● **Task to complete**
Can you print every record below exactly as written?
-------- Provided data
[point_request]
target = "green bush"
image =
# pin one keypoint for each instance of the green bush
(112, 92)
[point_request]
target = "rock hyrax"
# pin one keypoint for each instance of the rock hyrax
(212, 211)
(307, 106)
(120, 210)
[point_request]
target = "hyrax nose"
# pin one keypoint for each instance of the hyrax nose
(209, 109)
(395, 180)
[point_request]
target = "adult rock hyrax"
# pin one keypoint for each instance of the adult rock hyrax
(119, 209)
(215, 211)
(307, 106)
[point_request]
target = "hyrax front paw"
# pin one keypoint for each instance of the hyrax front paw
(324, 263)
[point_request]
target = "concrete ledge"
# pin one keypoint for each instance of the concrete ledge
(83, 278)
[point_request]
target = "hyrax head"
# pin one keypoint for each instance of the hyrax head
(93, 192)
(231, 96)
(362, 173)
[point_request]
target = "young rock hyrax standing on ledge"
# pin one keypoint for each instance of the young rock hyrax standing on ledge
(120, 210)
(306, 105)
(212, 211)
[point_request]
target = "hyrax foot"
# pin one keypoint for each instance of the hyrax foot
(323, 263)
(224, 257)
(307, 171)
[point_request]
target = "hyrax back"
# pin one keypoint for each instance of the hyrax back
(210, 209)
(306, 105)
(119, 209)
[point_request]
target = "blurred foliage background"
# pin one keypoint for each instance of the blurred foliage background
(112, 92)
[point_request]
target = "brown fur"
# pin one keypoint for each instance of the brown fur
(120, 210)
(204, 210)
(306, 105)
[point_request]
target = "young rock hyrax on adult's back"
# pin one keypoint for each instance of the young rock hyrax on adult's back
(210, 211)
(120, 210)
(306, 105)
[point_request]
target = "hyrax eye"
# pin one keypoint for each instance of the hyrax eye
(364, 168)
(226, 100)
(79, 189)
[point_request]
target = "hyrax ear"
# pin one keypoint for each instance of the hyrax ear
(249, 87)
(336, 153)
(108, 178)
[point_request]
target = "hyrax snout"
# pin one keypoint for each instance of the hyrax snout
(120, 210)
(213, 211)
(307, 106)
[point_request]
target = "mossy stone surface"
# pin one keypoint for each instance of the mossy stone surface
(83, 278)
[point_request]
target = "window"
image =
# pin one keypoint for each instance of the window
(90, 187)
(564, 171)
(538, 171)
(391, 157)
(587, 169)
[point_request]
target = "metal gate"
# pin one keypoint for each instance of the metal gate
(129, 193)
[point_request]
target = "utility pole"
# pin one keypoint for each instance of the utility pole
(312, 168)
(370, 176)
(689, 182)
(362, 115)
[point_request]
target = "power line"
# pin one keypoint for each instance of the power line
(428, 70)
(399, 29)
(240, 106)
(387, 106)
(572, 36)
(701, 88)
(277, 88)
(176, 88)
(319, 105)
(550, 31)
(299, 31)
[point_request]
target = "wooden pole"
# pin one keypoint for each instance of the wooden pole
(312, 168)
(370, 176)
----------------
● **Answer to this task**
[point_request]
target = "green bush"
image =
# pin one keypoint for each instance of the green bush
(112, 92)
[point_request]
target = "rock hyrax"
# pin one keypoint for each instance of the rock hyrax
(212, 211)
(307, 106)
(120, 210)
[point_request]
target = "hyrax nose"
# pin one keypoint for each instance of the hyrax nose
(209, 109)
(395, 180)
[point_request]
target = "adult rock hyrax"
# pin one keypoint for each instance of the adult rock hyrax
(119, 209)
(215, 211)
(307, 106)
[point_request]
target = "hyrax front paw"
# pin one keypoint for each instance of the hyrax front paw
(324, 263)
[point_request]
target = "concrete ledge"
# pin one keypoint for each instance of the concrete ledge
(83, 278)
[point_request]
target = "hyrax head"
# pin one keypoint for each instance of the hyrax head
(93, 192)
(231, 96)
(362, 173)
[point_request]
target = "young rock hyrax standing on ledge"
# pin one keypoint for each instance of the young rock hyrax standing on ledge
(120, 210)
(306, 105)
(212, 211)
[point_request]
target = "hyrax foot"
# pin one keypoint for each instance of the hyrax foot
(323, 263)
(224, 257)
(307, 171)
[point_request]
target = "hyrax back"
# pin one keypoint for each instance of the hyrax back
(210, 209)
(306, 105)
(119, 209)
[point_request]
target = "blurred foliage background"
# pin one keypoint for each instance of the blurred foliage background
(112, 92)
[point_request]
target = "brown fur"
# pin one keypoint for each instance of the brown fur
(120, 210)
(204, 210)
(306, 105)
[point_request]
target = "young rock hyrax on adult's back"
# pin one keypoint for each instance of the young rock hyrax on adult's back
(210, 211)
(120, 210)
(306, 105)
[point_request]
target = "hyrax eye"
# pin one keypoint for each instance of the hyrax eye
(364, 168)
(226, 100)
(79, 189)
[point_request]
target = "hyrax ear"
# pin one keypoint for each instance of the hyrax ear
(249, 87)
(336, 153)
(108, 178)
[point_request]
target = "hyrax snout"
# pin one keypoint for each instance of the hyrax snout
(120, 210)
(213, 211)
(307, 106)
[point_request]
target = "mossy stone surface"
# pin one keypoint for each instance of the mossy stone surface
(83, 278)
[point_request]
target = "window"
image =
# pin one keypoint for each instance of the window
(90, 187)
(564, 171)
(538, 171)
(391, 157)
(587, 169)
[point_request]
target = "metal gate"
# pin one keypoint for each instance of the metal gate
(129, 193)
[point_request]
target = "utility pole"
# pin one keypoint for each instance of the utility pole
(312, 168)
(370, 176)
(689, 182)
(362, 115)
[point_request]
target = "power line"
# pin one keypoint for each instance of the power line
(428, 70)
(399, 29)
(240, 106)
(387, 106)
(572, 36)
(701, 88)
(277, 88)
(176, 88)
(319, 105)
(550, 31)
(299, 31)
[point_request]
target = "wooden pole"
# pin one keypoint for each instance of the wooden pole
(312, 168)
(370, 176)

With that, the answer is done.